▸ **EXERCISE BRIEF**: Reproduce all the entries precisely.

• • • •

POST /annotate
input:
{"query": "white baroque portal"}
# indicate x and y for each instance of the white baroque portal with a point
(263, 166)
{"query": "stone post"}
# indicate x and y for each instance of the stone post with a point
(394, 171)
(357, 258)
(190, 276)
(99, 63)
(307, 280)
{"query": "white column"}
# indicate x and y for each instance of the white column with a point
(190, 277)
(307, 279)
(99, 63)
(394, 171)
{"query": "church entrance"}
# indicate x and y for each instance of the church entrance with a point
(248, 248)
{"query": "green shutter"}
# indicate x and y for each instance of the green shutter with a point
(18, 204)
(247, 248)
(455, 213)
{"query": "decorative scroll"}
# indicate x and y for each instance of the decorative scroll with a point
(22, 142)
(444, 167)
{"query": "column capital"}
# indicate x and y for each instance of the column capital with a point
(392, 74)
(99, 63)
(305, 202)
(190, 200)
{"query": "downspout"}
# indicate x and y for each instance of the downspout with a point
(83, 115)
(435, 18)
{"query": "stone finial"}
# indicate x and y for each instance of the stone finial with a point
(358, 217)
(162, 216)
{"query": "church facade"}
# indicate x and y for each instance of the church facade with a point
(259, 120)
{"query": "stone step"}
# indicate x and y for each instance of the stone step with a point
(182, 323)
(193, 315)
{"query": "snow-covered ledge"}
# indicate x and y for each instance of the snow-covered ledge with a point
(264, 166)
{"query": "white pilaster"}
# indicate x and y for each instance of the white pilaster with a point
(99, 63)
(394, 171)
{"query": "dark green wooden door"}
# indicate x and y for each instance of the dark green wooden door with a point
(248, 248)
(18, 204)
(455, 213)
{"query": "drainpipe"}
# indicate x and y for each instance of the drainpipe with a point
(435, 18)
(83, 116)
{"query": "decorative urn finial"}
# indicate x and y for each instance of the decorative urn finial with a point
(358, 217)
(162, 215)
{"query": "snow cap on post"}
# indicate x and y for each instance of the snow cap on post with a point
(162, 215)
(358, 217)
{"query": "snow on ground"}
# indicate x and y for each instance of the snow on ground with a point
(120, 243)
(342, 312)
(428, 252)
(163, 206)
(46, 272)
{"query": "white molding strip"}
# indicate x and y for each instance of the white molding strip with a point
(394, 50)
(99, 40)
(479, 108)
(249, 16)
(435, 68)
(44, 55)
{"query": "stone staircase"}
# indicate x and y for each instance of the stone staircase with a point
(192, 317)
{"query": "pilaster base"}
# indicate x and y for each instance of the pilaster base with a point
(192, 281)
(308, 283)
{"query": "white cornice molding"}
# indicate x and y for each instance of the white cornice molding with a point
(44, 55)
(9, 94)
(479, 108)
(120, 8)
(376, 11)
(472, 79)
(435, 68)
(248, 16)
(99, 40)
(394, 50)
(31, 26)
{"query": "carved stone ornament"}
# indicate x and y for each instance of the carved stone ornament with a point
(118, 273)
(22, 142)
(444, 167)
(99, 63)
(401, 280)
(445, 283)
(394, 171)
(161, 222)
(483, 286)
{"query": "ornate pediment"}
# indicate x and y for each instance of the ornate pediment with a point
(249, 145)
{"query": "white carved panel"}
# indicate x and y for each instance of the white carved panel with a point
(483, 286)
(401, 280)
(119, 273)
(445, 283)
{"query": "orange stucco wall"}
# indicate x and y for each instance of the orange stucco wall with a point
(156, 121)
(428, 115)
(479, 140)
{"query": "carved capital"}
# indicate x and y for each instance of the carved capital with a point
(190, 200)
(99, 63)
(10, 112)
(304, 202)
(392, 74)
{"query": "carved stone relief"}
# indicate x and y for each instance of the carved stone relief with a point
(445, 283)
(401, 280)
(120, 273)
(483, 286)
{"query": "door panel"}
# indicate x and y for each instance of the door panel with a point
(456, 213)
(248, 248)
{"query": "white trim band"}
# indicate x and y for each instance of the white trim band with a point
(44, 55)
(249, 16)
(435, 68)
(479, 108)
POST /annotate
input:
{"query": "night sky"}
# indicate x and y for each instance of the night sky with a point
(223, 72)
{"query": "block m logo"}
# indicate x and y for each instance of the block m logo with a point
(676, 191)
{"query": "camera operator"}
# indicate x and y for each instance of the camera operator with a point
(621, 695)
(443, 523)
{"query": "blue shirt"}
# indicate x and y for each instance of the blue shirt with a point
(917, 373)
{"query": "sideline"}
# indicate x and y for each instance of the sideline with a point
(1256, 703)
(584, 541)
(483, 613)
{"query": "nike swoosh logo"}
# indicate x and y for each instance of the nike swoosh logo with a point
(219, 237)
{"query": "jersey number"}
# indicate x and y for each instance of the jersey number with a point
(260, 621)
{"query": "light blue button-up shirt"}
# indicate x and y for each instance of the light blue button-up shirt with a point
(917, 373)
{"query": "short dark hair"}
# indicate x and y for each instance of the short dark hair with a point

• • • •

▸ **RESULT**:
POST /annotate
input:
{"query": "white baroque portal"}
# indicate x and y for each instance of the white baroque portal with a point
(263, 166)
{"query": "stone post"}
# indicate x and y for each instance of the stone post with a point
(394, 171)
(357, 258)
(190, 276)
(99, 63)
(307, 280)
{"query": "white column"}
# indicate x and y for each instance of the white column with a point
(190, 277)
(307, 279)
(99, 63)
(394, 171)
{"query": "church entrance"}
# indicate x and y for each instance of the church entrance with a point
(248, 248)
{"query": "green shutter"}
# indicate x and y for each instance of the green shutter with a point
(18, 204)
(247, 248)
(455, 213)
{"query": "decorative scroll"}
# indicate x and y for each instance of the decorative scroll with a point
(22, 142)
(444, 167)
{"query": "column capital"}
# indicate x and y for each instance of the column capital with a point
(392, 74)
(99, 63)
(305, 202)
(190, 200)
{"query": "downspout"}
# indicate x and y for each instance of the downspout with a point
(83, 115)
(435, 18)
{"query": "stone finial"}
# indicate x and y for each instance of the stone finial with a point
(358, 217)
(162, 216)
{"query": "church facade"}
# indicate x and y for each instance of the church facade with a point
(259, 120)
{"query": "stone step"}
# indicate x and y for each instance of the stone step with a point
(182, 323)
(193, 315)
{"query": "snow-covered ledge"}
# indicate x and y for each instance of the snow-covered ledge with a point
(264, 166)
{"query": "white pilaster"}
# indicate x and y for each instance of the white pilaster with a point
(99, 63)
(394, 171)
{"query": "dark green wooden door"}
# indicate x and y for each instance of the dark green wooden door with a point
(248, 248)
(18, 204)
(455, 213)
{"query": "drainpipe"}
# indicate x and y for each instance of the drainpipe with a point
(435, 18)
(83, 116)
{"query": "decorative urn finial"}
# indicate x and y for each instance of the decorative urn finial with a point
(358, 217)
(162, 215)
{"query": "snow cap on post"}
# indicate x and y for each instance of the snow cap on post with a point
(162, 215)
(358, 217)
{"query": "snow on ground"}
# indicate x and y for each instance of the snow on ground with a point
(120, 243)
(342, 312)
(428, 252)
(163, 206)
(46, 272)
{"query": "white molding strip"}
# indicate x and y for each instance of the white molding strip with a point
(394, 50)
(99, 40)
(479, 108)
(249, 16)
(435, 68)
(44, 55)
{"query": "stone staircase"}
# indicate x and y for each instance of the stone staircase with a point
(192, 317)
{"query": "pilaster base"}
# indicate x and y for each instance of the pilaster base with a point
(192, 281)
(308, 283)
{"query": "white cornice molding"}
# indicate x and y for each instance of the white cornice molding with a point
(44, 55)
(9, 94)
(479, 108)
(120, 8)
(376, 11)
(472, 79)
(435, 68)
(248, 16)
(99, 40)
(394, 50)
(31, 26)
{"query": "carved stone ornament"}
# indicate x and y for each instance of the carved stone ornament with a point
(118, 273)
(22, 142)
(444, 167)
(99, 63)
(401, 280)
(445, 283)
(394, 171)
(161, 222)
(483, 286)
{"query": "ornate pediment"}
# indicate x and y for each instance of the ornate pediment with a point
(249, 145)
{"query": "white carved panel"}
# indicate x and y for each instance of the white carved panel with a point
(483, 286)
(401, 280)
(119, 273)
(445, 283)
{"query": "orange stucco wall"}
# indicate x and y for each instance of the orange stucco wall with a point
(156, 121)
(428, 115)
(479, 140)
{"query": "carved capital"}
# indicate x and y for each instance of the carved capital with a point
(190, 200)
(99, 63)
(10, 112)
(304, 202)
(392, 74)
{"query": "carved stone relief"}
# indicate x and y for each instance of the carved stone relief with a point
(445, 283)
(401, 280)
(120, 273)
(483, 286)
{"query": "door panel"}
# indicate x and y for each instance of the door panel with a point
(456, 213)
(248, 248)
{"query": "white trim band"}
# indicate x and y for each instance of the white trim band with a point
(44, 55)
(249, 16)
(435, 68)
(479, 108)
POST /annotate
input:
{"query": "night sky"}
# indicate x and y for each instance of the night sky with a point
(223, 72)
{"query": "block m logo"}
# indicate x and y for each instance of the block m logo with a point
(676, 191)
{"query": "camera operator"}
# indicate x and y for each instance of the camera operator with a point
(621, 695)
(443, 523)
{"query": "blue shirt"}
# indicate x and y for each instance of the blue shirt with a point
(917, 373)
{"query": "sideline"}
# indicate x and y for each instance of the sideline with a point
(1256, 703)
(584, 541)
(483, 613)
{"query": "nike swoosh logo"}
# indicate x and y for each instance of the nike swoosh logo with a point
(219, 237)
{"query": "jersey number"}
# indicate x and y for each instance of the jersey number with a point
(260, 621)
{"query": "light blue button-up shirt"}
# indicate x and y for each instance of the light blue button-up shirt with a point
(917, 373)
{"query": "short dark hair"}
# indicate x and y for each instance of the short dark hair with a point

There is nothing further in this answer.